Text to read:
● ● ● ● ● ● ●
Connecticut Superior Court, Judicial District of New London at New London
Jun 15, 2004
2004 Ct. Sup. 9198 (Conn. Super. Ct. 2004)

Opinion

No. 566895

June 15, 2004


MEMORANDUM OF DECISION


FACTS

On August 29, 2003, the plaintiff, John Allanach filed a three-count complaint against defendants, Integrated Technologies, Inc., Frederick Klorczyk, Shozo Narita, Richard McGhghy, David Orlosky, and Thomas Gray. The defendants move to strike counts one, two and three of the complaint filed by the plaintiff. For the reasons discussed below, the motion to strike count one is denied, count two is granted and count three is denied.

The following facts are alleged in the complaint. The first count of the complaint is a claim of failure to pay wages upon termination of employment under General Statutes §§ 31-71c(b) and 31-72. The defendant, Integrated Technologies, Inc. (Integrated) is a closely held corporation organized under the laws of this state with a principal office in Waterford, Connecticut. At all times relevant to the complaint, the plaintiff and the five individual defendants were the directors and shareholders of Integrated. Each shareholder held and continues to hold an equal number of shares of stock in Integrated. From its formation as a corporation on April 17, 1996 until June 13, 2003, the plaintiff was a shareholder, officer and director of Integrated. The plaintiff also served as the vice president, secretary and treasurer of Integrated.

On June 13, 2003, an "impromptu special joint Integrated board of directors and shareholders meeting" was held over lunch. All shareholders/directors were present. At this meeting, the plaintiff was removed from the board of directors and terminated from his employment as vice president, secretary and treasurer of Integrated. The reason given for the removal and termination was "lack of credibility." The plaintiff alleges that this statement is false.

At the same meeting, before the removal of the plaintiff as a director and termination of his employment, defendant Frederick Klorezyk, the president of Integrated presented the shareholders/directors with general and certain specifics pertaining to an anonymous and time-is-of-the-essence acquisition. At that time, a unanimous affirmative vote to sign the agreement and pursue the acquisition was gained. The plaintiff alleges that on the date of discharge, Integrated owed him $28,250.23 in back pay and despite his demand, this has not been paid.

On May 7, 2003, at a special meeting of the shareholders and directors of Integrated, a resolution was presented by Klorczyk that was unanimously adopted amending the bylaws of Integrated to restrict the transfer of Integrated stock.

The second count of the complaint is a claim of breach of directors' and shareholders' fiduciary duty. The plaintiff alleges that the defendants collectively and individually breached their fiduciary duty owed to the plaintiff and to the corporation in that they removed the plaintiff from the board of directors of Integrated and terminated his employment based on a false premise. The plaintiff further alleges that the defendants solicited the plaintiff's approval of a resolution amending the bylaws of Integrated so as to restrict the transfer of Integrated stock at a special meeting of the shareholders and directors a short time before plaintiff's removal as a member of the board of directors and his termination as an officer and employee of the company. The defendants solicited the plaintiff's approval of Integrated entering into an agreement relating to the pursuit of an acquisition immediately proceeding the plaintiff's removal and termination.
● ● ● ● ● ● ●
Recorded information:

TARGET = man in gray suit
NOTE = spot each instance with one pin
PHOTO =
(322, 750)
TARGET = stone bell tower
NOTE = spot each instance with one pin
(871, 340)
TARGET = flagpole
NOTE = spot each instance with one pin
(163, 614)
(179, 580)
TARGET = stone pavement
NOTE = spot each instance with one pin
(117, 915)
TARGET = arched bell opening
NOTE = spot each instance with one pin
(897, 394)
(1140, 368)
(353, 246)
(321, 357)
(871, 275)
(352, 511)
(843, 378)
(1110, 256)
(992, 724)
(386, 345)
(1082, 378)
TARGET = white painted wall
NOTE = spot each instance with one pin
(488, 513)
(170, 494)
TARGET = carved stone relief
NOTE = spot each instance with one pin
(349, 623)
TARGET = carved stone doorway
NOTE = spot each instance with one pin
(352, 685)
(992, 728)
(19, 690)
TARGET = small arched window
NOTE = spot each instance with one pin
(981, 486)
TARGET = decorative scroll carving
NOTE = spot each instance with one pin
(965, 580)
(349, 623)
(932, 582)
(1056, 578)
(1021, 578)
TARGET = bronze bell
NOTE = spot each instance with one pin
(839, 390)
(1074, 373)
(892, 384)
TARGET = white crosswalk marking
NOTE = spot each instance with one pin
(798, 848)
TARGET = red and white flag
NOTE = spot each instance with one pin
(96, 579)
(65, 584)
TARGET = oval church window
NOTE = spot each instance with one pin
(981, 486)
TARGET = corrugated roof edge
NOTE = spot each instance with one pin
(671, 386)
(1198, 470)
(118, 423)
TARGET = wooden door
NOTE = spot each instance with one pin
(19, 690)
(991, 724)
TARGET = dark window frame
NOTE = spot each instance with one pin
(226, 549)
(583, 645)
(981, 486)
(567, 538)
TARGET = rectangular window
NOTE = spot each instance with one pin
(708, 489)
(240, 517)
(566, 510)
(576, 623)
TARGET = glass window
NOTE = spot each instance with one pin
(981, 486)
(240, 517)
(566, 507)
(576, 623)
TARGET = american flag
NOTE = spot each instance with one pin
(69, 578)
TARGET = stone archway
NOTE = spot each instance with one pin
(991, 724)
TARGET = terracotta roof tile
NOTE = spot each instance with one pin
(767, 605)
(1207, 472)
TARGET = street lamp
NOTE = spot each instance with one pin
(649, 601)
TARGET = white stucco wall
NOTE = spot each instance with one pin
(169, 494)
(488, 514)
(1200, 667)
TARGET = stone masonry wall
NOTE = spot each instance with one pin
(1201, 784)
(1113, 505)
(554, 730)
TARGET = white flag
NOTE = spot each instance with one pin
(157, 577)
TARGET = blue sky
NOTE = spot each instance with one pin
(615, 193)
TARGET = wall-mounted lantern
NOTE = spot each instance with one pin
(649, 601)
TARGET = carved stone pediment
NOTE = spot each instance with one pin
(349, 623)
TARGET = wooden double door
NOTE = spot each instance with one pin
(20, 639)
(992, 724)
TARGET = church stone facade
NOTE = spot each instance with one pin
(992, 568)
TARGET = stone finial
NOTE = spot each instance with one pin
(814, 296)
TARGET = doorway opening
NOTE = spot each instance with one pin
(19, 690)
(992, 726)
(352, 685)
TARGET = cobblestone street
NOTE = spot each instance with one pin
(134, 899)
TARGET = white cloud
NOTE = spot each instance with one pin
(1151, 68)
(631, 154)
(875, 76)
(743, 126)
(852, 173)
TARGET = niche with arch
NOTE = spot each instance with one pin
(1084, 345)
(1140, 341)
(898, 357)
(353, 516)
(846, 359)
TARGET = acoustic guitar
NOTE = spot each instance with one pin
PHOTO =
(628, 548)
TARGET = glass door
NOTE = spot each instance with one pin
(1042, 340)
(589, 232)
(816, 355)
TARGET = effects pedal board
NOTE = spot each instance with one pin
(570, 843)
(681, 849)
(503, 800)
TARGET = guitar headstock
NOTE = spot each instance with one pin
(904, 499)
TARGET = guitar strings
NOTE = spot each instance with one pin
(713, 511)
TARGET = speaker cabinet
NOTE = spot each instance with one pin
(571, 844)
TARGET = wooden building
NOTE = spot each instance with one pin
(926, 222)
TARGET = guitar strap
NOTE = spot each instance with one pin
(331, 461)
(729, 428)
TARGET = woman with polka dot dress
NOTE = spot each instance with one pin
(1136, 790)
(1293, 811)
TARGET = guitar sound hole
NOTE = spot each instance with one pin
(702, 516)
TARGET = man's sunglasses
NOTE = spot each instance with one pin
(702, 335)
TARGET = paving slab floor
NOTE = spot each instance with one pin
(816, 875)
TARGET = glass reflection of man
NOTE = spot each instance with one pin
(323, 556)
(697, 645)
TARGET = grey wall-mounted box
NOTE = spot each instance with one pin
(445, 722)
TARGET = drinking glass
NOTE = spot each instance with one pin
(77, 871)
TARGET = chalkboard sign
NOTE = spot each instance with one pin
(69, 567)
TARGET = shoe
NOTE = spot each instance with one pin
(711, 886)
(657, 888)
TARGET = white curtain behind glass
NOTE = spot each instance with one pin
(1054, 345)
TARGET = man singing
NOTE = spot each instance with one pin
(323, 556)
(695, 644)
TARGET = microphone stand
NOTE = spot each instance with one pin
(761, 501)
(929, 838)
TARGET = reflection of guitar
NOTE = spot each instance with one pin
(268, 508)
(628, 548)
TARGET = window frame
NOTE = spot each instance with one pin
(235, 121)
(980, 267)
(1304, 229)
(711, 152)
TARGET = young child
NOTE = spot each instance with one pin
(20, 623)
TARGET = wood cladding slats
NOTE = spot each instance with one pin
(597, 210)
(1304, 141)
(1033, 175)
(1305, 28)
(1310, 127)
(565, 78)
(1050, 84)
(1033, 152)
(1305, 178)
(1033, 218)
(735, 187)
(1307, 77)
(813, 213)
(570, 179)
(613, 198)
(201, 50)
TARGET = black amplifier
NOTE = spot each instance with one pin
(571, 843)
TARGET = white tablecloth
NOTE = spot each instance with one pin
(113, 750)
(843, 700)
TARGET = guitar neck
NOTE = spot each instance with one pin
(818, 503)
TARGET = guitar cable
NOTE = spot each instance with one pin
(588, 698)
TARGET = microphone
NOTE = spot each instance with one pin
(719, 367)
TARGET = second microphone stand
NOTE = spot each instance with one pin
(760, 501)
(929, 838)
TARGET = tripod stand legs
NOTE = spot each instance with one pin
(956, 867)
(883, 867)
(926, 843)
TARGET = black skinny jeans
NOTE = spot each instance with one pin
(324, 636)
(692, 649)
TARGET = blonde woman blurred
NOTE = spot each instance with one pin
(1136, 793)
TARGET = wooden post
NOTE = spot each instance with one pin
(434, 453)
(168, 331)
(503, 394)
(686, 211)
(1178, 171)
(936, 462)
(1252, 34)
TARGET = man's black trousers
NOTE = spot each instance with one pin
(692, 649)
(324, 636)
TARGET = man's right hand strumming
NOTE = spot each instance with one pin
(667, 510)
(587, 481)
● ● ● ● ● ● ●
Work to complete:
1) In the court decision on Allanach's complaint, what reason was given for removing the plaintiff from the board and terminating his employment?
2) Carry the court decision on Allanach's complaint forward from its last sentence.

Answers provided:
1) Lack of credibility.

2)
The third count of the complaint is an action to dissolve the corporation. The plaintiff is the holder of shares having at least one-tenth of the voting power for the election of directors. The corporation wilfully exceeded its powers in removing and terminating the plaintiff. The plaintiff alleges that the individual defendants engaged in fraud, collusion or gross mismanagement in the conduct or control of the corporation by removing and terminating the plaintiff for a false reason and that the individual defendants solicited and obtained the plaintiff's approval for significant corporate resolutions at a time when either they had made the decision to remove and terminate him or were considering doing so without disclosing these facts to the plaintiff. The plaintiff asserts that it is necessary to wind up the corporation for the protection of the rights or interest of the plaintiff shareholder. The plaintiff further alleges that the plaintiff is a creditor of the corporation and is owed back pay in the sum of $28,250.33. The defendants have refused to pay despite demands for back pay.

On January 23, 2004, the defendants filed a motion to strike from the plaintiff's complaint count one as to the individual defendants, count two as to the individual defendants and Integrated and count three as to the individual defendants and Integrated. The defendants filed a memorandum of law in support of their motion to strike. The defendants claim that the plaintiff has failed to state a claim under § 31-72 because the statute requires an allegation that an employer failed to pay the employee's wages.

The defendants claim that the plaintiff has failed to state a claim for breach of directors' and shareholders' fiduciary duty against shareholders and Integrated because the claim is based solely on the plaintiff's claim of improper termination.

The defendants also claim that the plaintiff has not alleged facts which show that there has been fraudulent, illegal or oppressive conduct by the directors of Integrated. The defendants assert that the plaintiff's claim that his employment was terminated for a false reason is insufficient to state a claim for dissolution under General Statutes § 33-896. The defendants assert that the plaintiff has failed to state how this conduct has injured him as a shareholder, rather than as an employee and the plaintiff has failed to allege any facts to show that Integrated has acted beyond the scope of its corporate powers. On February 9, 2004, the plaintiff submitted a memorandum in opposition to the defendants' motion to strike. On February 13, 2004, the defendants submitted a reply memorandum to plaintiff's memorandum in opposition to the motion to strike.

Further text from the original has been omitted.